--- Information shown Enclosed Below ---
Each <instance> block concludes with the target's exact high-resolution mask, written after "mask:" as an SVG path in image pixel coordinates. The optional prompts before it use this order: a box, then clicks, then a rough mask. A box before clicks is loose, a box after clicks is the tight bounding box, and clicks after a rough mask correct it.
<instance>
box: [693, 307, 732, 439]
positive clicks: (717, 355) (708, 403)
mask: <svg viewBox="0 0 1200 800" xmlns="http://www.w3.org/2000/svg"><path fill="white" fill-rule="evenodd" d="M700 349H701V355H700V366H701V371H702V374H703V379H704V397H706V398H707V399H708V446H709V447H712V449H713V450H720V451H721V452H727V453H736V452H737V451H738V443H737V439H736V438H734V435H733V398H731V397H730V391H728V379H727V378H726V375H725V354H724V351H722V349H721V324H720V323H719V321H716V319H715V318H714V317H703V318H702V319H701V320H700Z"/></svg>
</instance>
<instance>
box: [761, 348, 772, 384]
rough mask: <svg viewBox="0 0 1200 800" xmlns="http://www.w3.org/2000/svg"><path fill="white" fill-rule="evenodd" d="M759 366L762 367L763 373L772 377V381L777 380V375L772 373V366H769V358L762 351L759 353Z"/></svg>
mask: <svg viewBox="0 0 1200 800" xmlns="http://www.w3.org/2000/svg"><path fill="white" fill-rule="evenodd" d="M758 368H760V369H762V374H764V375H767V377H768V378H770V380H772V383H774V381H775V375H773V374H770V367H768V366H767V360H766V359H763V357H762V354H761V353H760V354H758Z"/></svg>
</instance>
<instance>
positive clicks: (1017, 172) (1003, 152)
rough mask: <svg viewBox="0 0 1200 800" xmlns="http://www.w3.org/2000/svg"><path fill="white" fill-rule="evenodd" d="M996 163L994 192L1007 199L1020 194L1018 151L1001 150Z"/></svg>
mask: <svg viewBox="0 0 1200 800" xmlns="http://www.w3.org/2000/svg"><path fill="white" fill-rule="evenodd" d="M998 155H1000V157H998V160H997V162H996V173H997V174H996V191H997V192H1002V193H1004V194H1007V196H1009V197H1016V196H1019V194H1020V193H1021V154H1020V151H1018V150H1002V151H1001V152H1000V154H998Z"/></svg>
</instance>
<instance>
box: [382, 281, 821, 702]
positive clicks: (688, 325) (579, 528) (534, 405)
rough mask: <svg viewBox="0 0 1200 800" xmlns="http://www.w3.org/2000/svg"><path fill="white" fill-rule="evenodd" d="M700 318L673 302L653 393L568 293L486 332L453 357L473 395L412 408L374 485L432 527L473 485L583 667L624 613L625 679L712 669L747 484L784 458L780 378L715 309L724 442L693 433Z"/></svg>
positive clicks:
--- End of Enclosed Information shown ---
--- Instructions for the task ---
Give back all the items above verbatim, keeping every line unchanged and in order.

--- Task response ---
Each <instance> block concludes with the target's exact high-resolution mask, written after "mask:" as an SVG path in image pixel coordinates. The optional prompts before it use this order: a box, then clicks, then a rough mask. A box before clicks is loose, a box after clicks is the tight bounding box, and clicks after a rough mask correct it.
<instance>
box: [693, 307, 732, 439]
positive clicks: (717, 355) (708, 403)
mask: <svg viewBox="0 0 1200 800" xmlns="http://www.w3.org/2000/svg"><path fill="white" fill-rule="evenodd" d="M700 349H701V355H700V366H701V371H702V374H703V379H704V397H706V398H707V399H708V446H709V447H712V449H713V450H720V451H721V452H727V453H736V452H737V451H738V443H737V439H736V438H734V435H733V398H731V397H730V391H728V379H727V378H726V375H725V354H724V351H722V349H721V324H720V323H719V321H716V319H715V318H714V317H703V318H702V319H701V320H700Z"/></svg>
</instance>
<instance>
box: [761, 348, 772, 384]
rough mask: <svg viewBox="0 0 1200 800" xmlns="http://www.w3.org/2000/svg"><path fill="white" fill-rule="evenodd" d="M759 366L762 367L763 373L772 377V381L777 380V375L772 373V366H769V358L762 351L759 353Z"/></svg>
mask: <svg viewBox="0 0 1200 800" xmlns="http://www.w3.org/2000/svg"><path fill="white" fill-rule="evenodd" d="M758 368H760V369H762V374H764V375H767V377H768V378H770V380H772V383H774V381H775V375H773V374H770V367H768V366H767V360H766V359H763V357H762V354H761V353H760V354H758Z"/></svg>
</instance>
<instance>
positive clicks: (1017, 172) (1003, 152)
rough mask: <svg viewBox="0 0 1200 800" xmlns="http://www.w3.org/2000/svg"><path fill="white" fill-rule="evenodd" d="M996 163L994 192L1007 199L1020 194L1018 151L1001 150Z"/></svg>
mask: <svg viewBox="0 0 1200 800" xmlns="http://www.w3.org/2000/svg"><path fill="white" fill-rule="evenodd" d="M998 155H1000V157H998V160H997V162H996V173H997V174H996V191H997V192H1002V193H1004V194H1007V196H1009V197H1016V196H1019V194H1020V193H1021V154H1020V151H1018V150H1002V151H1001V152H1000V154H998Z"/></svg>
</instance>
<instance>
box: [382, 281, 821, 702]
positive clicks: (688, 325) (579, 528) (534, 405)
rough mask: <svg viewBox="0 0 1200 800" xmlns="http://www.w3.org/2000/svg"><path fill="white" fill-rule="evenodd" d="M700 318L673 302L653 393L568 293L486 332L453 357L473 395L412 408L374 485L432 527L473 485L583 667L624 613L625 679L712 669L747 484L784 458L780 378L715 309L724 442L693 433Z"/></svg>
positive clicks:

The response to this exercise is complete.